## GIVEN TASK
Can you render the listing below as a JSON list of strings, with one string per line and no blank lines?

= = = =

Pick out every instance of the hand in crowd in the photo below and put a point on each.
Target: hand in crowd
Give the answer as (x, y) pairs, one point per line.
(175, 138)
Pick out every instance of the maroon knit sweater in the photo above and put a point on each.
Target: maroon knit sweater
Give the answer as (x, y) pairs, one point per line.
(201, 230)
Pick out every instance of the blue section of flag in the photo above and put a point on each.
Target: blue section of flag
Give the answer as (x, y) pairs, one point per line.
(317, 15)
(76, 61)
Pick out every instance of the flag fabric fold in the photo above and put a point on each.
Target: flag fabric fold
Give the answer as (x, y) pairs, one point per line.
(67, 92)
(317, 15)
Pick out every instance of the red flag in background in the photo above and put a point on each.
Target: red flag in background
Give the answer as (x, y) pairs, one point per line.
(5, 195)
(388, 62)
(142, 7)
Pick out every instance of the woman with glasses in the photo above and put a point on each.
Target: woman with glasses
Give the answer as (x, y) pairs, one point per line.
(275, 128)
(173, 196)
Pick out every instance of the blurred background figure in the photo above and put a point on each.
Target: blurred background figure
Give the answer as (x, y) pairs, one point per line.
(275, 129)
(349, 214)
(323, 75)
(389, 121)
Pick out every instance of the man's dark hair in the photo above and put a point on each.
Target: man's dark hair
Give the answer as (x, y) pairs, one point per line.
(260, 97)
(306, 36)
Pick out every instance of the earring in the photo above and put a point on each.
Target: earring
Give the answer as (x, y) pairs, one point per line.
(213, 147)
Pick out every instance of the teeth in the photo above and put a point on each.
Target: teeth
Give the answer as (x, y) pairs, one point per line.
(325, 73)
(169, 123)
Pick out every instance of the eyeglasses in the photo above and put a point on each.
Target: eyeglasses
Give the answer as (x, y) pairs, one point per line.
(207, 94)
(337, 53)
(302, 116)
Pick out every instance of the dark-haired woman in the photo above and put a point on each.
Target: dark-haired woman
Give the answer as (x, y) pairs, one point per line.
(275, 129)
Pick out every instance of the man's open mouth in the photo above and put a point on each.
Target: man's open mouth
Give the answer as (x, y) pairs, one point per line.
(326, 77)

= = = =

## CORRECT OUTPUT
[
  "Pick out every instance of the hand in crowd in the photo below and put a point on each.",
  "Target: hand in crowd",
  "Give the answer as (x, y) pairs, one point per line.",
  "(175, 138)",
  "Pick out every instance of the maroon knit sweater in the photo above and put a point on each.",
  "Target: maroon knit sweater",
  "Give the answer as (x, y) pairs, one point per line.",
  "(201, 230)",
  "Pick out every instance of the blue section of flag in the photo above and put a point on each.",
  "Target: blue section of flag",
  "Give the answer as (x, y) pairs, one point per line.",
  "(317, 15)",
  "(76, 61)",
  "Pick out every instance of the flag fabric fold in the photo above and put a point on each.",
  "Target: flag fabric fold",
  "Give the answer as (x, y) pairs, one point per line.",
  "(67, 92)",
  "(317, 15)",
  "Pick out every instance of the red flag in background in the photo above and put a point on each.",
  "Target: red flag in background",
  "Give the answer as (x, y) pairs, one point per line.",
  "(5, 195)",
  "(388, 62)",
  "(142, 7)",
  "Pick out every instance of the woman with glasses in the photo above and put a point on each.",
  "Target: woman with glasses",
  "Give the answer as (x, y) pairs, one point per line.",
  "(275, 128)",
  "(173, 196)",
  "Pick out every instance of the blurred background figure in the photo above and put a point on each.",
  "Target: blurred background figure",
  "Give the answer as (x, y) pairs, one point per line.",
  "(275, 129)",
  "(349, 214)",
  "(323, 75)",
  "(389, 121)",
  "Pick out every instance of the man's dark hair in the photo above and put a point on each.",
  "Target: man's dark hair",
  "Give the answer as (x, y) pairs, one point per line.",
  "(260, 97)",
  "(306, 36)",
  "Pick out every instance of the earring in the photo above and put a point on each.",
  "Target: earring",
  "Give the answer as (x, y) pairs, one point per line.",
  "(213, 147)",
  "Pick out every instance of the teeth in the photo above and put a point on each.",
  "Target: teeth",
  "Give the answer as (x, y) pairs, one point per line.",
  "(325, 73)",
  "(169, 123)",
  "Pick out every instance of the eyeglasses in the photo above and put a point on each.",
  "Target: eyeglasses",
  "Give the answer as (x, y) pairs, one point per line.",
  "(207, 94)",
  "(337, 53)",
  "(302, 116)",
  "Pick out every instance of the dark-haired woman in the photo above and put a point on each.",
  "Target: dark-haired woman",
  "Give the answer as (x, y) pairs, one point per line.",
  "(275, 129)",
  "Pick out every instance of the man's open mouth in the photo above and put a point on each.",
  "Target: man's open mouth",
  "Give the answer as (x, y) pairs, one point per line.",
  "(326, 77)"
]